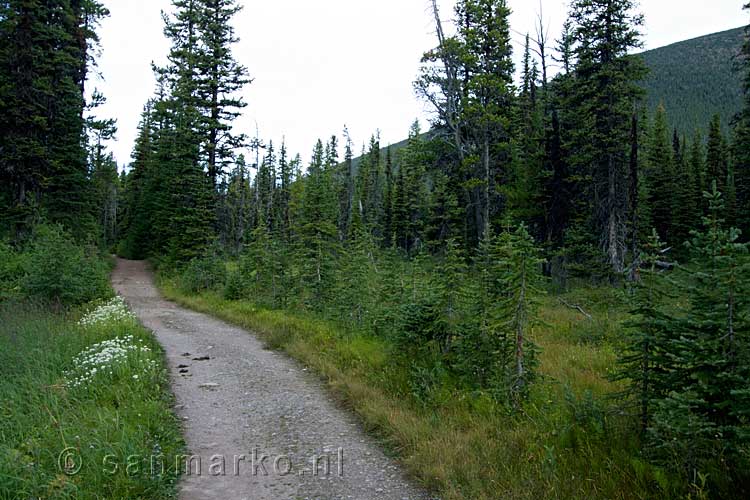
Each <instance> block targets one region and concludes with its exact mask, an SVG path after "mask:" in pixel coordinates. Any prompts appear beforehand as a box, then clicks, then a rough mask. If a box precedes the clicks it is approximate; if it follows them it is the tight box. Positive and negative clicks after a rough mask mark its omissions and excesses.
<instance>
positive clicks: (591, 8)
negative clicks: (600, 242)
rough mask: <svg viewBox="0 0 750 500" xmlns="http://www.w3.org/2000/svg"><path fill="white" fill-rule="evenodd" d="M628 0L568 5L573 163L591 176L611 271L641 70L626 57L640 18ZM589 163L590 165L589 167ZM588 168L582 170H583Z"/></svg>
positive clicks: (639, 40) (630, 48) (624, 221)
mask: <svg viewBox="0 0 750 500" xmlns="http://www.w3.org/2000/svg"><path fill="white" fill-rule="evenodd" d="M634 7H635V4H634V2H632V1H631V0H575V1H574V2H573V3H572V5H571V20H572V22H573V23H574V33H575V35H574V39H575V41H576V57H577V60H578V63H577V66H576V77H577V79H578V81H577V85H576V89H577V90H576V93H577V95H576V102H577V103H578V106H577V108H576V110H575V112H576V113H577V115H578V121H579V123H580V124H582V126H581V127H580V128H579V130H577V131H576V146H578V150H577V151H576V155H575V157H574V158H575V160H574V162H575V164H576V166H577V168H578V169H579V170H580V171H581V172H580V174H579V175H583V176H588V175H590V176H591V179H592V182H593V185H592V189H591V192H590V195H591V196H592V197H593V199H594V200H596V211H595V212H594V213H592V214H591V220H592V221H593V222H594V226H595V227H596V229H597V231H598V233H599V235H598V239H599V240H600V242H601V244H602V246H603V247H604V248H605V254H606V256H607V262H608V263H609V265H610V267H611V269H612V271H613V272H614V273H615V274H620V273H622V272H623V270H624V268H625V250H626V235H627V223H626V221H627V218H626V215H627V209H628V191H629V189H628V168H627V166H628V158H629V147H628V145H629V143H630V141H629V140H628V139H629V135H630V130H631V116H632V110H633V104H634V101H635V100H637V99H638V98H639V97H640V96H641V94H642V90H641V88H640V86H639V85H638V81H639V80H641V79H642V78H643V76H644V75H645V73H646V70H645V66H644V64H643V62H642V60H641V59H640V58H639V57H637V56H630V55H628V53H629V52H630V50H631V49H633V48H637V47H639V46H640V44H641V42H640V33H639V32H638V29H639V27H640V26H642V24H643V16H641V15H639V14H634V13H633V9H634ZM589 165H591V166H593V168H591V169H590V170H589V167H588V166H589ZM587 170H588V171H587Z"/></svg>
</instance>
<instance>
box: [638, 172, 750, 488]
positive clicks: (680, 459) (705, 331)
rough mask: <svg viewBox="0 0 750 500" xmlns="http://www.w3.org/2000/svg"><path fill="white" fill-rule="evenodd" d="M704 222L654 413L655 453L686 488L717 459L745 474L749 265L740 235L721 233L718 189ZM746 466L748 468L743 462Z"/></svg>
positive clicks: (747, 397)
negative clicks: (669, 460)
mask: <svg viewBox="0 0 750 500" xmlns="http://www.w3.org/2000/svg"><path fill="white" fill-rule="evenodd" d="M706 200H707V202H708V206H709V214H708V216H707V217H704V220H703V229H702V230H701V231H695V232H694V233H693V236H694V237H693V240H692V241H691V242H690V249H691V250H692V252H693V257H694V261H693V262H692V264H691V265H690V266H689V267H688V271H689V273H690V276H689V278H690V280H689V281H688V288H687V295H688V297H689V301H690V307H689V311H688V313H687V315H686V316H685V317H684V318H681V319H680V320H679V321H677V322H675V325H674V328H676V329H677V335H673V341H672V343H671V346H670V353H669V354H670V358H671V360H672V364H673V370H674V372H675V373H674V375H673V376H672V378H671V380H670V382H671V383H670V385H669V391H670V392H669V394H668V395H667V397H665V398H664V399H663V400H662V401H661V402H660V403H659V405H658V409H657V411H656V412H655V415H654V425H653V427H652V431H651V434H652V435H651V438H652V444H653V446H654V447H655V449H656V450H657V451H658V452H659V453H661V454H662V456H666V457H668V458H669V459H671V460H674V461H676V462H677V463H679V464H682V465H683V466H684V471H685V472H687V473H688V474H689V477H690V479H691V480H695V477H696V476H697V474H698V473H699V472H705V471H706V468H707V467H712V465H711V463H713V466H721V467H725V466H724V465H720V464H719V463H717V458H718V457H726V458H725V459H726V461H727V464H729V465H728V466H729V467H730V468H731V467H732V466H733V465H732V464H736V465H734V467H735V468H734V470H731V469H730V472H731V473H733V474H734V473H742V470H743V465H742V463H743V462H742V461H744V460H746V458H744V457H743V454H744V452H743V450H744V449H746V448H745V447H746V446H747V439H748V437H750V436H748V433H747V430H746V425H747V422H746V420H745V418H746V416H747V414H748V413H747V408H748V407H750V406H749V402H750V399H748V396H749V393H748V391H747V380H748V377H750V368H749V366H750V365H748V363H747V361H748V358H747V353H748V349H747V346H748V340H750V337H749V336H750V317H748V311H750V304H748V297H750V295H748V286H750V264H749V263H748V262H749V261H748V245H747V244H742V243H739V242H738V240H739V237H740V232H739V231H738V230H737V229H734V228H730V229H726V227H725V225H724V219H723V216H722V214H723V213H724V211H725V206H724V199H723V196H722V194H721V192H719V190H718V187H717V182H716V181H714V182H713V189H712V191H711V193H706ZM745 463H746V462H745Z"/></svg>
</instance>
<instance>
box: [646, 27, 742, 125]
mask: <svg viewBox="0 0 750 500" xmlns="http://www.w3.org/2000/svg"><path fill="white" fill-rule="evenodd" d="M743 37H744V28H737V29H733V30H729V31H723V32H721V33H714V34H711V35H706V36H703V37H700V38H695V39H693V40H686V41H684V42H678V43H675V44H672V45H668V46H666V47H661V48H659V49H654V50H650V51H647V52H644V53H643V54H642V56H643V58H644V60H645V61H646V64H647V66H648V67H649V68H650V69H651V74H650V75H649V77H648V79H647V80H646V82H645V85H644V86H645V88H646V90H647V91H648V105H649V109H650V110H654V109H655V108H656V107H657V106H658V105H659V103H660V102H661V103H664V106H665V107H666V109H667V114H668V116H669V121H670V123H671V124H672V126H674V127H676V128H677V129H678V130H680V131H681V132H682V133H684V134H688V135H690V134H692V132H693V131H694V130H695V129H696V128H699V129H701V130H705V129H706V128H707V127H708V122H709V121H710V119H711V116H712V115H714V114H715V113H719V114H720V115H721V118H722V123H724V125H725V126H726V124H727V123H729V121H730V120H731V119H732V117H733V116H734V115H735V114H736V113H737V112H738V111H739V110H740V108H741V106H742V80H741V76H740V75H739V74H738V73H737V72H735V71H734V69H733V61H734V59H735V57H736V55H737V53H738V52H739V50H740V48H741V46H742V41H743Z"/></svg>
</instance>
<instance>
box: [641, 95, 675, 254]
mask: <svg viewBox="0 0 750 500" xmlns="http://www.w3.org/2000/svg"><path fill="white" fill-rule="evenodd" d="M668 130H669V128H668V124H667V114H666V110H665V109H664V106H661V105H660V106H659V108H658V109H657V111H656V117H655V119H654V125H653V127H652V128H651V131H650V135H651V137H650V140H649V144H648V154H647V161H648V170H647V176H648V194H649V200H648V202H649V206H650V208H651V221H652V223H653V225H654V227H655V228H656V231H657V232H658V233H659V237H660V238H661V239H662V240H663V241H667V242H669V243H675V244H676V243H677V242H675V241H673V237H674V236H675V235H674V229H675V228H674V222H675V221H674V215H675V209H676V208H677V205H676V203H675V202H676V197H675V192H676V189H677V182H676V180H677V171H676V168H675V164H676V160H675V158H674V156H673V154H674V152H673V150H672V147H671V146H670V143H669V132H668Z"/></svg>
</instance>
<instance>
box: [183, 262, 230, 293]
mask: <svg viewBox="0 0 750 500" xmlns="http://www.w3.org/2000/svg"><path fill="white" fill-rule="evenodd" d="M226 279H227V269H226V265H225V264H224V261H223V260H222V259H221V258H220V257H219V256H217V255H215V254H208V255H205V256H203V257H198V258H195V259H193V260H191V261H190V262H189V263H188V264H187V266H186V267H185V270H184V271H183V272H182V273H181V275H180V283H181V285H182V287H183V288H184V289H185V290H186V291H188V292H190V293H199V292H203V291H206V290H219V289H220V288H221V287H223V286H224V284H225V282H226Z"/></svg>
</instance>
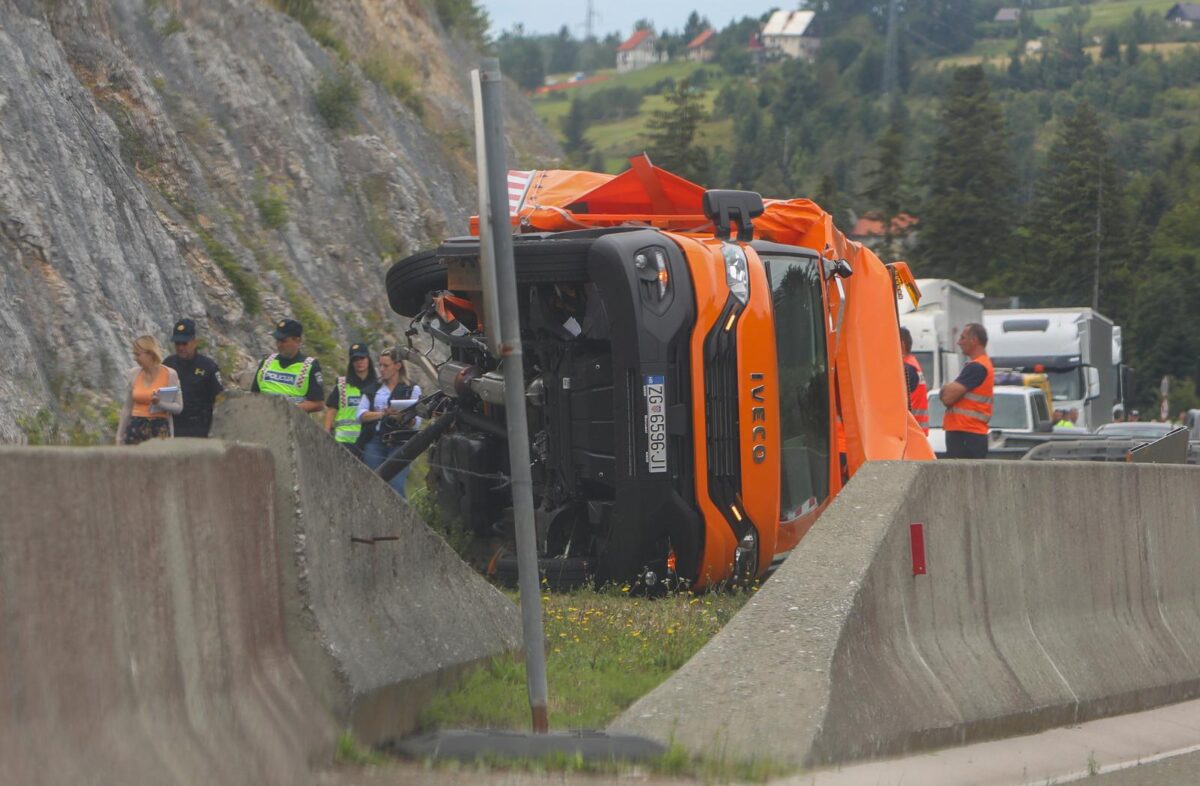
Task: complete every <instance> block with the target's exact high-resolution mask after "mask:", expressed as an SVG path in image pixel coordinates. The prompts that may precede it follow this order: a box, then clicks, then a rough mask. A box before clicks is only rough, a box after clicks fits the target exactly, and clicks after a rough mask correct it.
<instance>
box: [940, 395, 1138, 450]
mask: <svg viewBox="0 0 1200 786" xmlns="http://www.w3.org/2000/svg"><path fill="white" fill-rule="evenodd" d="M938 390H940V389H938ZM938 390H931V391H930V392H929V444H930V445H931V446H932V448H934V452H936V454H937V456H938V457H944V456H946V431H943V430H942V416H943V415H944V414H946V407H943V406H942V402H941V400H940V398H938V397H937V394H938ZM1130 425H1136V424H1130ZM989 426H990V427H991V437H992V442H995V440H998V439H1001V438H1002V437H1004V436H1006V434H1032V433H1034V432H1049V431H1050V430H1051V427H1052V426H1054V424H1052V422H1051V421H1050V410H1049V408H1048V407H1046V397H1045V395H1044V394H1043V392H1042V391H1040V390H1039V389H1037V388H1026V386H1024V385H996V386H995V388H994V389H992V412H991V421H990V424H989Z"/></svg>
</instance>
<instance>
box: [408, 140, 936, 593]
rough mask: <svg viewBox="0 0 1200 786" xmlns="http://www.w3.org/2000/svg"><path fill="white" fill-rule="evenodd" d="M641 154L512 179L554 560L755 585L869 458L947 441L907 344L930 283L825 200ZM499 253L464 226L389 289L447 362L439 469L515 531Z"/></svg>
mask: <svg viewBox="0 0 1200 786" xmlns="http://www.w3.org/2000/svg"><path fill="white" fill-rule="evenodd" d="M631 163H632V167H631V168H630V169H629V170H626V172H625V173H623V174H620V175H616V176H613V175H605V174H596V173H587V172H565V170H538V172H514V173H510V178H509V185H510V208H511V214H512V222H514V232H515V235H514V253H515V258H516V276H517V287H518V298H520V302H521V304H522V313H521V325H522V347H523V355H524V362H526V379H527V391H526V402H527V408H528V419H529V431H530V434H529V439H530V456H532V461H533V478H534V494H535V505H536V516H535V524H536V533H538V547H539V556H540V560H541V566H542V569H544V570H546V571H547V572H550V574H552V575H564V574H576V575H582V574H587V575H589V576H594V577H595V580H596V581H598V582H611V581H616V582H630V581H642V582H644V583H652V584H653V583H655V582H656V581H659V580H662V578H668V577H670V578H674V580H677V581H679V582H682V583H685V584H690V586H692V587H695V588H703V587H706V586H710V584H714V583H719V582H727V581H746V580H749V578H752V577H755V576H760V575H762V574H763V572H764V571H767V570H768V569H769V568H770V565H772V563H773V560H776V559H779V558H781V557H782V556H785V554H786V553H787V552H788V551H791V550H792V548H793V547H794V546H796V545H797V544H798V542H799V540H800V538H802V536H803V535H804V534H805V533H806V532H808V529H809V528H810V527H811V526H812V523H814V521H815V520H816V517H817V516H818V515H820V514H821V511H822V510H823V508H824V506H826V505H827V504H828V502H829V500H830V499H832V498H833V496H834V494H836V493H838V491H839V490H840V488H841V486H842V485H844V482H845V480H846V479H848V476H851V475H853V474H854V472H856V470H857V469H858V468H859V467H860V466H862V464H863V462H865V461H871V460H886V458H908V460H929V458H932V457H934V454H932V451H931V450H930V448H929V444H928V443H926V440H925V438H924V436H923V434H922V432H920V428H919V427H918V426H917V425H916V422H914V420H913V419H912V416H911V415H910V414H908V410H907V395H906V389H905V378H904V372H902V367H901V360H900V342H899V336H898V324H896V308H895V302H896V289H898V287H900V286H912V276H911V274H910V272H908V269H907V266H906V265H904V263H898V264H896V265H890V266H886V265H884V264H882V263H881V262H880V259H878V258H877V257H876V256H875V254H874V253H871V252H870V251H869V250H866V248H864V247H863V246H862V245H859V244H857V242H854V241H851V240H848V239H847V238H846V236H845V235H844V234H842V233H841V232H839V230H838V229H836V228H835V227H834V226H833V222H832V220H830V217H829V215H828V214H827V212H824V211H823V210H821V208H818V206H817V205H816V204H814V203H811V202H809V200H806V199H790V200H766V203H764V202H763V200H762V199H761V198H760V197H758V194H754V193H749V192H738V191H706V190H704V188H703V187H701V186H698V185H696V184H692V182H689V181H686V180H684V179H682V178H679V176H676V175H673V174H671V173H668V172H665V170H662V169H660V168H658V167H654V166H653V164H652V163H650V162H649V160H648V158H647V157H644V156H638V157H635V158H634V160H632V161H631ZM474 229H475V222H474V221H473V230H474ZM479 264H480V263H479V240H478V238H476V236H474V235H472V236H466V238H456V239H451V240H448V241H446V242H444V244H442V245H440V246H439V247H438V248H436V250H432V251H427V252H422V253H419V254H415V256H413V257H409V258H407V259H403V260H401V262H398V263H396V264H395V265H394V266H392V268H391V270H390V271H389V274H388V294H389V299H390V302H391V305H392V308H394V310H395V311H397V312H398V313H401V314H404V316H409V317H413V325H412V330H410V331H409V334H410V335H415V334H416V332H418V331H424V332H425V334H427V335H428V336H430V337H432V340H433V343H434V344H439V347H437V350H436V352H426V353H422V354H421V355H419V354H418V353H416V352H415V350H412V352H410V358H412V359H413V360H415V361H419V362H420V364H421V365H422V366H424V367H425V368H426V371H427V372H428V373H431V374H433V376H436V378H437V390H436V391H434V392H433V394H432V396H431V401H428V402H426V404H425V408H426V410H427V412H430V413H431V414H434V415H439V416H442V418H448V419H452V424H450V420H446V421H444V422H443V428H439V431H438V436H437V440H436V443H434V444H433V445H432V448H431V451H432V452H431V461H430V466H431V469H430V474H428V482H430V484H431V486H432V487H433V488H434V490H436V492H437V494H438V497H437V498H438V499H439V504H442V505H443V506H444V508H445V509H446V511H448V512H449V514H450V515H451V516H454V517H457V518H460V520H461V521H462V522H463V523H464V524H466V526H467V527H470V528H472V529H474V530H475V532H476V533H480V534H486V533H491V532H504V530H505V529H506V528H510V526H511V523H510V522H511V512H510V510H511V493H510V490H509V488H508V486H506V484H505V476H506V474H508V450H506V443H505V440H506V439H508V438H509V434H508V432H506V428H505V421H504V410H503V402H504V397H503V376H502V374H500V372H499V365H500V364H499V360H498V359H497V358H494V356H493V355H492V354H491V353H490V352H488V350H487V343H486V341H485V337H486V331H487V325H486V324H484V319H482V314H484V313H485V310H484V307H482V302H481V294H480V289H481V287H480V284H479ZM431 358H438V360H437V362H433V361H432V360H430V359H431ZM446 426H449V427H446ZM505 521H508V522H509V523H508V524H506V523H505Z"/></svg>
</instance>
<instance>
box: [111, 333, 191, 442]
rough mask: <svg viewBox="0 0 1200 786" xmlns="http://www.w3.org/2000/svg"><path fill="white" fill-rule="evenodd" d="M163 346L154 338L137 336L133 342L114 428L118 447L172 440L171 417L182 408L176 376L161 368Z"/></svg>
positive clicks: (180, 399)
mask: <svg viewBox="0 0 1200 786" xmlns="http://www.w3.org/2000/svg"><path fill="white" fill-rule="evenodd" d="M162 354H163V353H162V347H160V346H158V342H157V341H156V340H155V337H154V336H138V338H137V340H136V341H134V342H133V360H134V361H137V364H138V365H137V366H134V367H133V368H131V370H130V373H128V384H127V386H126V394H125V406H124V407H122V408H121V420H120V424H119V425H118V426H116V444H118V445H136V444H138V443H142V442H145V440H146V439H155V438H158V439H166V438H167V437H174V436H175V430H174V422H173V420H172V415H178V414H179V413H180V412H182V409H184V395H182V391H180V389H179V374H178V373H175V370H174V368H170V367H168V366H164V365H162Z"/></svg>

# # # #

Pull out each line above that contains the string "exact" and copy it in full. Case must match.

Each <instance> block targets one region and concludes with its exact mask, an SVG path after "mask:" in pixel coordinates. Any prompts appear beforehand as a box, then clicks, then a rough mask. If a box precedes the clicks it is approximate; if it follows them it is the tight box. Positive and negative clicks after a rough mask mark its omissions and excesses.
Task: complete every <instance> block with the target's exact high-resolution mask after "mask:", expressed as an SVG path in image pixel coordinates. The prompts that may precede it follow this order: a box, then clicks, then a rough mask. A box before clicks is only rough, a box after clicks fits the target exactly, and clicks after a rough mask correct it.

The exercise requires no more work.